● What is asked: Please express the lines of the entries as a JSON list of strings, one string per line with blank lines left out, starting with the line that contains "Tag the coarse" and running through the last line of the entries.

━━━━━ Stored data ━━━━━

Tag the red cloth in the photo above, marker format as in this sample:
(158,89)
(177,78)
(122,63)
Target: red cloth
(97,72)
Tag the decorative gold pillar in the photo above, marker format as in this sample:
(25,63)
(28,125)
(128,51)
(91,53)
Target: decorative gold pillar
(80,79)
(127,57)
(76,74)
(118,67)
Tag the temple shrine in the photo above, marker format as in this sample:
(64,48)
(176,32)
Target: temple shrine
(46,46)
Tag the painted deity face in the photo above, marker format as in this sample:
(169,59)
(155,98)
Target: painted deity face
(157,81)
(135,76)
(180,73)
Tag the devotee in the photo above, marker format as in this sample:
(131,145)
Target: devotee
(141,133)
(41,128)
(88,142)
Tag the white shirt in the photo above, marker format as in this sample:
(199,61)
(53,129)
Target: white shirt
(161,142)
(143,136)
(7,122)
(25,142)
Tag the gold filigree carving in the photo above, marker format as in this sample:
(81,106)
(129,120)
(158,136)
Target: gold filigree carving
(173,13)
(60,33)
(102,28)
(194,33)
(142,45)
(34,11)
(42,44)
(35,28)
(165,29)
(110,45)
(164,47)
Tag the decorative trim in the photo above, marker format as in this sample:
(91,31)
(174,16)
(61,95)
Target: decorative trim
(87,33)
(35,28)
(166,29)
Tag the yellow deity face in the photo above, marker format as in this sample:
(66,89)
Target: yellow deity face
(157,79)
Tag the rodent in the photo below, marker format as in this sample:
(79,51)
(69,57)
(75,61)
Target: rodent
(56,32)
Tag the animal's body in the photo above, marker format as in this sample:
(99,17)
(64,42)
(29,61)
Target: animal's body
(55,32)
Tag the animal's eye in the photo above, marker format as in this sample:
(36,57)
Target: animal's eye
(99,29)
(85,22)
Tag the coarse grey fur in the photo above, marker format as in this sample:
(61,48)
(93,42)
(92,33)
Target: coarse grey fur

━━━━━

● Answer below:
[
  "Tag the coarse grey fur in the photo above, marker format as in this sample:",
  "(61,48)",
  "(93,42)",
  "(92,33)",
  "Target: coarse grey fur"
]